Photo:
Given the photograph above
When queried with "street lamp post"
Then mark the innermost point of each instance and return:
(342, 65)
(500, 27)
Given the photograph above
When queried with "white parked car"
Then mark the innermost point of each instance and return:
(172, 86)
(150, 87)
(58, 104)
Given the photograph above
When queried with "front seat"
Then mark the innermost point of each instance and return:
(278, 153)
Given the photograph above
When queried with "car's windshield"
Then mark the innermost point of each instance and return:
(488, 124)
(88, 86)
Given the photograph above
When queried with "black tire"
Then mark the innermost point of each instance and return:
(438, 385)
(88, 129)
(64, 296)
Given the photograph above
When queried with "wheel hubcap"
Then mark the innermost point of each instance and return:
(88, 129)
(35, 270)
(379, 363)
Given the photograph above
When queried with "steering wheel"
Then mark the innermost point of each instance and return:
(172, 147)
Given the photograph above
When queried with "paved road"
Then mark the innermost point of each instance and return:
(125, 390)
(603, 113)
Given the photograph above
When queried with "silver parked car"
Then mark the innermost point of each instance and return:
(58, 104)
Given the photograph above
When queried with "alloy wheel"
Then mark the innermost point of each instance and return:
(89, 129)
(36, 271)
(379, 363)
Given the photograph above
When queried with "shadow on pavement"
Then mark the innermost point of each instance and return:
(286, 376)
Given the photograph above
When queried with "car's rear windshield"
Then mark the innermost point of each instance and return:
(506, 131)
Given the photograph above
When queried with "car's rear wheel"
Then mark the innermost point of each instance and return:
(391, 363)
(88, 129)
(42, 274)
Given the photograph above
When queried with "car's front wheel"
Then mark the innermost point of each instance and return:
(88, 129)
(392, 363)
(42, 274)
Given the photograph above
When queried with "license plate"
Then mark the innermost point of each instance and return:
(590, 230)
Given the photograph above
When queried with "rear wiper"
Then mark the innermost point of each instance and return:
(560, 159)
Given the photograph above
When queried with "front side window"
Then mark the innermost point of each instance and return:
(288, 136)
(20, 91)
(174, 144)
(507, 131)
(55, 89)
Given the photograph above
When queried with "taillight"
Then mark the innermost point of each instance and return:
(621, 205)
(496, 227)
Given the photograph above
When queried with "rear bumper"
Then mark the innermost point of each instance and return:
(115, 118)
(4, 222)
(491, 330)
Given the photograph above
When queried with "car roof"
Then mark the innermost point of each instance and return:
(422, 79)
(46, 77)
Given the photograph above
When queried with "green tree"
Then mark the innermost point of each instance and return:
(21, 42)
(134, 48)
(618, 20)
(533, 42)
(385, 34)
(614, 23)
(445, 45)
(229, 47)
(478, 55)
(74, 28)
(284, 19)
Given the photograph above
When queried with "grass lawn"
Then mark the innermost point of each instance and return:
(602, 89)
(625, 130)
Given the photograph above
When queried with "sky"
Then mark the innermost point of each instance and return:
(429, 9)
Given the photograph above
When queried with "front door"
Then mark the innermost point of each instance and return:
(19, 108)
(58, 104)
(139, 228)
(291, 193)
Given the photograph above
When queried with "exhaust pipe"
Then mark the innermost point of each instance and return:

_SHORT PROBLEM_: Count the lines in the records that contain the string "rear", matching case exactly. Give only the number.

_THE RESULT_: 4